* Task to complete *
Pull out every line of the records below that contains the string "rear", and copy each one in full.

* Material *
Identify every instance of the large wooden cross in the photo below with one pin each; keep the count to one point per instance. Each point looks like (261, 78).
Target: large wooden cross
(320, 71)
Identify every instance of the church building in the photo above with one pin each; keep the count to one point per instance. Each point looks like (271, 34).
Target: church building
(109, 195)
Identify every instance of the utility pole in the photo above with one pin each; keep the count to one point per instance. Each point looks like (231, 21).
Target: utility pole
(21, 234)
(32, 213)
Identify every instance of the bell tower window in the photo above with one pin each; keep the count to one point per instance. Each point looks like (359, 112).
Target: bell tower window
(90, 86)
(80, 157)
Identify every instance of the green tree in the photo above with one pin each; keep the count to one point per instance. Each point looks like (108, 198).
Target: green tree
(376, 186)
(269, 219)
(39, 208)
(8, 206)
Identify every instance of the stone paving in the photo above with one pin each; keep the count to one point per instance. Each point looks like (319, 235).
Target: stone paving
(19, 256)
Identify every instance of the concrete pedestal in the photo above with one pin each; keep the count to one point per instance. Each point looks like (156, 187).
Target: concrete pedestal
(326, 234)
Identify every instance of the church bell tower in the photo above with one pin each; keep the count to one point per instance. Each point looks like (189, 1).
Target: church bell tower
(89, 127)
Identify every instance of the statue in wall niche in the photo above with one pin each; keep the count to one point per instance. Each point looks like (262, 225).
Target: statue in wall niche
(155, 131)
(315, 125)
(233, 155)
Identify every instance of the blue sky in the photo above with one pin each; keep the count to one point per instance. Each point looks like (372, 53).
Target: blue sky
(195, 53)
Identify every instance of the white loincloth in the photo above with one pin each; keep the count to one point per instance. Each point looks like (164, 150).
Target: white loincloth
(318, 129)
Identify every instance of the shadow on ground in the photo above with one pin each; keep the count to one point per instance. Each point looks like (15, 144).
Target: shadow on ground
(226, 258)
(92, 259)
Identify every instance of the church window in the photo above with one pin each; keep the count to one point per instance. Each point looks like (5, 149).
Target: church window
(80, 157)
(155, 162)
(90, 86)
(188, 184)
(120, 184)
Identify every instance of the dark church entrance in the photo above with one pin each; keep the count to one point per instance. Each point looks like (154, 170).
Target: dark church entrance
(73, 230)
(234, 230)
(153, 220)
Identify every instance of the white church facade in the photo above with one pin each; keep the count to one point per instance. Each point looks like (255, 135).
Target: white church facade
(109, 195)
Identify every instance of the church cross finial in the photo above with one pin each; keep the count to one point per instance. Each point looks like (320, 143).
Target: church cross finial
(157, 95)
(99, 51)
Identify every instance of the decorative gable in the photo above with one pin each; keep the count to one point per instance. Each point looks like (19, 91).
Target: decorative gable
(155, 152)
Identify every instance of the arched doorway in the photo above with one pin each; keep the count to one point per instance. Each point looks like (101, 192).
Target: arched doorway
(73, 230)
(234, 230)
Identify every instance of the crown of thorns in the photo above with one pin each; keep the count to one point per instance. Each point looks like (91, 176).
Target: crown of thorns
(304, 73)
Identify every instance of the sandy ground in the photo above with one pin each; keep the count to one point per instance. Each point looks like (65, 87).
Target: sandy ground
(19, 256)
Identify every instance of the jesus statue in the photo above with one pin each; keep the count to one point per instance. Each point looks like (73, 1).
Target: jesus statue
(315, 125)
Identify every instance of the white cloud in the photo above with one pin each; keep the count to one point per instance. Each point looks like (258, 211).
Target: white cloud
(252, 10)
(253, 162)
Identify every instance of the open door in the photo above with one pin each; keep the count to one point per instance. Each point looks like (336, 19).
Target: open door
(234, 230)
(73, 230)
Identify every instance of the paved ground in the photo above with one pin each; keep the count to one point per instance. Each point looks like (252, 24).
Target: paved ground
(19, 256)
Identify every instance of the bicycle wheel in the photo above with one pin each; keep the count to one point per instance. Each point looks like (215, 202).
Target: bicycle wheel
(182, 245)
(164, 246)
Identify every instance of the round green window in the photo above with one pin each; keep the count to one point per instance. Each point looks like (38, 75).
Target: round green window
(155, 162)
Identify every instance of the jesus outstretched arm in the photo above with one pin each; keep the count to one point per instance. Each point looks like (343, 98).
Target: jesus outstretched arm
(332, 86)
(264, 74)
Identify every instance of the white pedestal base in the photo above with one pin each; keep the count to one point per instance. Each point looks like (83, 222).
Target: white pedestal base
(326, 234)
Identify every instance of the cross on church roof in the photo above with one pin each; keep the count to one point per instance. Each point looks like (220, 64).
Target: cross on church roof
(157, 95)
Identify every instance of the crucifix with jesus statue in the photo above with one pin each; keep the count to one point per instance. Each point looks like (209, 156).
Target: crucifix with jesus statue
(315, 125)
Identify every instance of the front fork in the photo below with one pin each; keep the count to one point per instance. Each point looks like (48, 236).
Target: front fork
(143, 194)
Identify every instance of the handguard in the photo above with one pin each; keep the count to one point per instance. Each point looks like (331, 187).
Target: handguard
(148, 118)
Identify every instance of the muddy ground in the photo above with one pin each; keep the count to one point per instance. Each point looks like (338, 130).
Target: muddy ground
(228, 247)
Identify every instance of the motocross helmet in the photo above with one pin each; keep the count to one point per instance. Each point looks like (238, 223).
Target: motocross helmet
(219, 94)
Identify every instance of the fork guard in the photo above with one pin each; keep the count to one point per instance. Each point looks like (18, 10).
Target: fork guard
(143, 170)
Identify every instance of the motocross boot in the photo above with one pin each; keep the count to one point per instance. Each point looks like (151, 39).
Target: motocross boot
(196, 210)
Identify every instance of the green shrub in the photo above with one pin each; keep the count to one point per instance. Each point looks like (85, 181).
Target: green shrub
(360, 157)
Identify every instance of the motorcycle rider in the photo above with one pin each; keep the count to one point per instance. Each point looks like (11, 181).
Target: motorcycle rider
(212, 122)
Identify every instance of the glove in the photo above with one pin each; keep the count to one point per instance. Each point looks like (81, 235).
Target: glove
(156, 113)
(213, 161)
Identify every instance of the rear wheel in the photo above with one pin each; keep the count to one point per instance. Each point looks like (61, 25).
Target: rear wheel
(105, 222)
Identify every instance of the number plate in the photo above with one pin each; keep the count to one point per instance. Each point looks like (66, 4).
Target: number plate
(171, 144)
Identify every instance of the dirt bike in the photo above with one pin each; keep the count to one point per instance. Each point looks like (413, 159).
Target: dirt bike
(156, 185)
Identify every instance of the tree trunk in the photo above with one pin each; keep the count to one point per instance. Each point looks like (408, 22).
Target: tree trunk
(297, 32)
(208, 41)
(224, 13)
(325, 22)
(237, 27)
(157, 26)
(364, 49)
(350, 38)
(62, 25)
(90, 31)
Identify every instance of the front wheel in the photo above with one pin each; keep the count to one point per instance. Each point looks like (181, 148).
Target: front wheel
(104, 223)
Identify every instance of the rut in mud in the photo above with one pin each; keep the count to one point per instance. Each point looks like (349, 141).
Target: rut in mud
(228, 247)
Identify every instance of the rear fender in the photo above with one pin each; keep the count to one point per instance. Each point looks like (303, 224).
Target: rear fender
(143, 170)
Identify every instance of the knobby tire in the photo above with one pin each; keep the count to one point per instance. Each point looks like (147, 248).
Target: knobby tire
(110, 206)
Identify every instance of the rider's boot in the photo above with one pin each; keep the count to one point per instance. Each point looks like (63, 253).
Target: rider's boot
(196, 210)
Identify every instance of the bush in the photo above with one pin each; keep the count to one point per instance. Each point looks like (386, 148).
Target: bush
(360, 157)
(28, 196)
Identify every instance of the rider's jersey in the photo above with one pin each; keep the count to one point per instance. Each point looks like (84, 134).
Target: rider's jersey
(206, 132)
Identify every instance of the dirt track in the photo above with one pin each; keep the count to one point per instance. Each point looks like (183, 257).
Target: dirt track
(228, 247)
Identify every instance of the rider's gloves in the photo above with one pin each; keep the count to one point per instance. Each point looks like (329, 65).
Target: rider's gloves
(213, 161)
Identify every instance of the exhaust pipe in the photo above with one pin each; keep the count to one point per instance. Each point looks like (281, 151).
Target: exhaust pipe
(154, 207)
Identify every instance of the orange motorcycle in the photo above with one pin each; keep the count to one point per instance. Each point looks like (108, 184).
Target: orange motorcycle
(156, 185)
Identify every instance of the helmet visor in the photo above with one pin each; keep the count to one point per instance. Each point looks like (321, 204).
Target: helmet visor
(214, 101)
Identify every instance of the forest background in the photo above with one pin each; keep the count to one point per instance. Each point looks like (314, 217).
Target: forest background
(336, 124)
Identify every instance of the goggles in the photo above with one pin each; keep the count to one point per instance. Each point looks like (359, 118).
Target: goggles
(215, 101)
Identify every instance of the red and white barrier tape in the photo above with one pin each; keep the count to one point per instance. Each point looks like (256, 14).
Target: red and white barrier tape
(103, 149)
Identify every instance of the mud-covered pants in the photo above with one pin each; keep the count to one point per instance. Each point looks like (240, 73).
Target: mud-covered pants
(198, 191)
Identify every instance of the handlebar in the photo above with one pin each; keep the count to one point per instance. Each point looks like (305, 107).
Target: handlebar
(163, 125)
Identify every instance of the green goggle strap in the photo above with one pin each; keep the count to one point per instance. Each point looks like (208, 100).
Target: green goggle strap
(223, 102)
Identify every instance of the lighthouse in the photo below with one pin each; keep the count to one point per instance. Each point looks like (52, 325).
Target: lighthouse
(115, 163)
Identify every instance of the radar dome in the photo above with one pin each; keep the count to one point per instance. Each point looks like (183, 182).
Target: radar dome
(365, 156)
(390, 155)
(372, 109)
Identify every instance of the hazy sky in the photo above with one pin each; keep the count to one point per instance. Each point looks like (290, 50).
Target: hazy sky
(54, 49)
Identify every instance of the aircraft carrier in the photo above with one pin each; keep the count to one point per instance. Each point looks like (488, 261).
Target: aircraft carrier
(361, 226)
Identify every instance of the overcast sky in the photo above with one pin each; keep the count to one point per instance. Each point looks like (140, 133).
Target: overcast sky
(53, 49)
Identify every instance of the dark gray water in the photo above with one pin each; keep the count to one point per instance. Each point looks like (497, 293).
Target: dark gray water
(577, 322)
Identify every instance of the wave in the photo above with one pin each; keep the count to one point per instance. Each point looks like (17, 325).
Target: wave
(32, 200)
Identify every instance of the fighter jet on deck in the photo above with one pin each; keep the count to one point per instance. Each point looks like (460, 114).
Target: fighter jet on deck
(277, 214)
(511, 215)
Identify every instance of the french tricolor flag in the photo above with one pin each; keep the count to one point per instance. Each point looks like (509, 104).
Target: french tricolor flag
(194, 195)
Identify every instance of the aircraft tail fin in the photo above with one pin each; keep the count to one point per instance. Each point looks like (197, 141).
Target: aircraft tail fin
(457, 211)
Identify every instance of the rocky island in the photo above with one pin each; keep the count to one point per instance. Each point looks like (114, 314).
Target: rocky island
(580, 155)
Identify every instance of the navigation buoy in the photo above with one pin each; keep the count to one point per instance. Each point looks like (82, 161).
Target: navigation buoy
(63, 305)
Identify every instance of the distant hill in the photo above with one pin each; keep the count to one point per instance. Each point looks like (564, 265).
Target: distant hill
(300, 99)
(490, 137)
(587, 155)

==

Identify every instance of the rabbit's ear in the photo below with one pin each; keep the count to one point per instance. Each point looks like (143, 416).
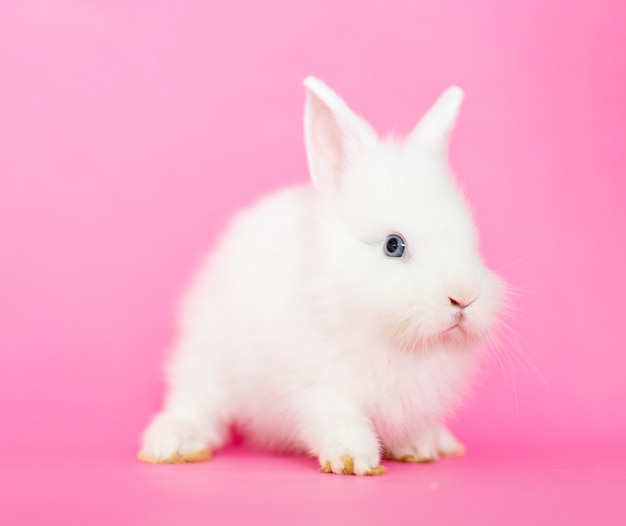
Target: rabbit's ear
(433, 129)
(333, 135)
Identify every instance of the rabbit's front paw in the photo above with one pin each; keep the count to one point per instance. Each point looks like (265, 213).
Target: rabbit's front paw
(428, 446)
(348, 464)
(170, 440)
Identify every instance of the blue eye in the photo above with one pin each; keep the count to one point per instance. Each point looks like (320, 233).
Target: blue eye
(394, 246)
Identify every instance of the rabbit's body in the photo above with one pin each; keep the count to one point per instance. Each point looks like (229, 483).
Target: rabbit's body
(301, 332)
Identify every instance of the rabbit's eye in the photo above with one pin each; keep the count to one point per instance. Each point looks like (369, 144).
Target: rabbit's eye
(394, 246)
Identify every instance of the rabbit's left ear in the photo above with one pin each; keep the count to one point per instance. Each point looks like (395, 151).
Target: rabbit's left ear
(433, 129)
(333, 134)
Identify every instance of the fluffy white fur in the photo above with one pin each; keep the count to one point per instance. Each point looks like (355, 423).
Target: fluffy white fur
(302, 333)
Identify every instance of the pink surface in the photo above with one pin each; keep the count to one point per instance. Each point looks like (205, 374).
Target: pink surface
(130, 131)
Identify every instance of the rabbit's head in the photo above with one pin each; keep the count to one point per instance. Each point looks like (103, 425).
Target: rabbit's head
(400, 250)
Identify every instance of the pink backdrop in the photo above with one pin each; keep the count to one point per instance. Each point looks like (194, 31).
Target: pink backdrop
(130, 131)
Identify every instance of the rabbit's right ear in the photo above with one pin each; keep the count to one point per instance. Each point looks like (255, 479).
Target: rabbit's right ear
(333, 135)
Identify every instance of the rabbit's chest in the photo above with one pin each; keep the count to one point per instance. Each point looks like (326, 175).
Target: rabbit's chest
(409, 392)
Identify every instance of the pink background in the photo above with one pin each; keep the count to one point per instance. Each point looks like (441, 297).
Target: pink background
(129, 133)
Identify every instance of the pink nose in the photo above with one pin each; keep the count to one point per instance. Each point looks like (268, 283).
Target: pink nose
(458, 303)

* Reply to the task *
Identify every instance of the rear wheel in the photo above with one pin each; keep the count to one point per instance. Each point looks like (61, 25).
Target: rear wheel
Identify every instance of the rear fender in the photo above with one pin each; keep the count to one point per instance. Each point looks like (303, 224).
Target: rear fender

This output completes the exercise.